**Written request a**
In the newsgroup post, at which university is Ara Norenzayan?

**Passage to read**
'''

On 05/05/12 22:39, nu...@bid.nes wrote:
> On May 5, 6:39 am, Al Lal<
alal112...@gmail.com> wrote:
>> I have a hypothesis, that most SF readers/writers are more liberal
>> than conservative.
>
> OK... how would you pigeonhole RAH?
>
>> In reality, people do not fall neatly into such categories.
>>
>> Thinking intuitively and emotionally leads to religious belief and
>> conservatism; while thinking deliberately and analytically leads to
>> atheism and liberalism.
>
> Interesting juxtaposition of assertions. Do people categorize
> easily, or not?
From this week's New Scientist magazine:
"Humans use two cognitive systems for processing information: one fast
and intuitive, another slower and analytical. Intuitive thinking is
thought to underpin supernatural beliefs, while activating analytical
thinking can override the intuitive system - and vice versa. Ara
Norenzayan at the University of British Columbia in Vancouver, Canada,
used this to probe the causes of disbelief.

'''

(Excerpts from a detection dataset)

'''

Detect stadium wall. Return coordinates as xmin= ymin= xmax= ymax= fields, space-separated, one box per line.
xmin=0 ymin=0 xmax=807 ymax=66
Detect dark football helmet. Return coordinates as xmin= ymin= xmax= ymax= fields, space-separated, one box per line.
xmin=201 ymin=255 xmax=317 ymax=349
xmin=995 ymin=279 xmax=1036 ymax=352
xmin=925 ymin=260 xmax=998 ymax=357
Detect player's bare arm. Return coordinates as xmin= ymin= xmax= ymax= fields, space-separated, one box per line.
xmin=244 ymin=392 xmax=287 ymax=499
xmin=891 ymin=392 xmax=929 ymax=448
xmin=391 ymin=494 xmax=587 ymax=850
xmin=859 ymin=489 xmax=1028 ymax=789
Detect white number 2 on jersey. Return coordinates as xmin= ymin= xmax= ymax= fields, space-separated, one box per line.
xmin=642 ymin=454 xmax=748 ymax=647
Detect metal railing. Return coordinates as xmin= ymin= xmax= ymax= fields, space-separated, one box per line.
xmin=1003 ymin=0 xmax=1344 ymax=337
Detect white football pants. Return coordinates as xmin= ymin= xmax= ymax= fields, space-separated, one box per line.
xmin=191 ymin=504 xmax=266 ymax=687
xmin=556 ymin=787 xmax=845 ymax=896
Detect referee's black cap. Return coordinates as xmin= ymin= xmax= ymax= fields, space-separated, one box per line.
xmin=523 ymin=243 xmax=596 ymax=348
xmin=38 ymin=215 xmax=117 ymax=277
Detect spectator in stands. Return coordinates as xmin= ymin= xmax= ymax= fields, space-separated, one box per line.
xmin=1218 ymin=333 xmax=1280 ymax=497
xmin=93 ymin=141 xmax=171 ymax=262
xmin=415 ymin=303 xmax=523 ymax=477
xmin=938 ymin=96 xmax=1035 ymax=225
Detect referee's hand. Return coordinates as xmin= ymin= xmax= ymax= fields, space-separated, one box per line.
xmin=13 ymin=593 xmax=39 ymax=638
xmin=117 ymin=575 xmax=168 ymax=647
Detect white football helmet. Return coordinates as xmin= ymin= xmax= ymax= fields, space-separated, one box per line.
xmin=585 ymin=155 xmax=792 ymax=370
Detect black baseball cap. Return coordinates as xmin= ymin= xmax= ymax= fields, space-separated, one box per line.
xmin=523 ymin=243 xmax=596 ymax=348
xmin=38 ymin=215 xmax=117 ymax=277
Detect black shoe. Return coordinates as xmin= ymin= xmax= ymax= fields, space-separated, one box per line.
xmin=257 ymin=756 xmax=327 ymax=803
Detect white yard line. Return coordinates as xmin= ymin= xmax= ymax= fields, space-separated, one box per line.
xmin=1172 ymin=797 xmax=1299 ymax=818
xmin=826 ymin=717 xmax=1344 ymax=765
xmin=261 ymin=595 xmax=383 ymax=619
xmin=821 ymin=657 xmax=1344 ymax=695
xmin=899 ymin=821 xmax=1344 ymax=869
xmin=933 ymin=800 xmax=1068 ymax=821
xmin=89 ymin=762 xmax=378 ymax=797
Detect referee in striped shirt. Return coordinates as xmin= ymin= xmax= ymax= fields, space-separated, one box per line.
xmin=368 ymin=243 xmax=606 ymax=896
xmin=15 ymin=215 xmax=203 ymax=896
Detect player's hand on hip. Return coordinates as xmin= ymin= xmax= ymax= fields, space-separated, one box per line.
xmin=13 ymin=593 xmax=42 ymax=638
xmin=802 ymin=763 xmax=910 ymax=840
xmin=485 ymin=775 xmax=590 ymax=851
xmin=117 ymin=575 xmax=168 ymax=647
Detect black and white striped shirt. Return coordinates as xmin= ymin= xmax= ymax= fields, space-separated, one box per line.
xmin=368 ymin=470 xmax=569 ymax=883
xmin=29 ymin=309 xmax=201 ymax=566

'''

**Written request b**
Output the lines of the records from the one containing "Detect black and" through the end of the records as a Markdown table with the columns Row and Line, numbering each line and skipping blank lines.

**Right answer a**
The University of British Columbia in Vancouver, Canada.

**Right answer b**
| Row | Line |
|---|---|
| 1 | Detect black and white striped shirt. Return coordinates as xmin= ymin= xmax= ymax= fields, space-separated, one box per line. |
| 2 | xmin=368 ymin=470 xmax=569 ymax=883 |
| 3 | xmin=29 ymin=309 xmax=201 ymax=566 |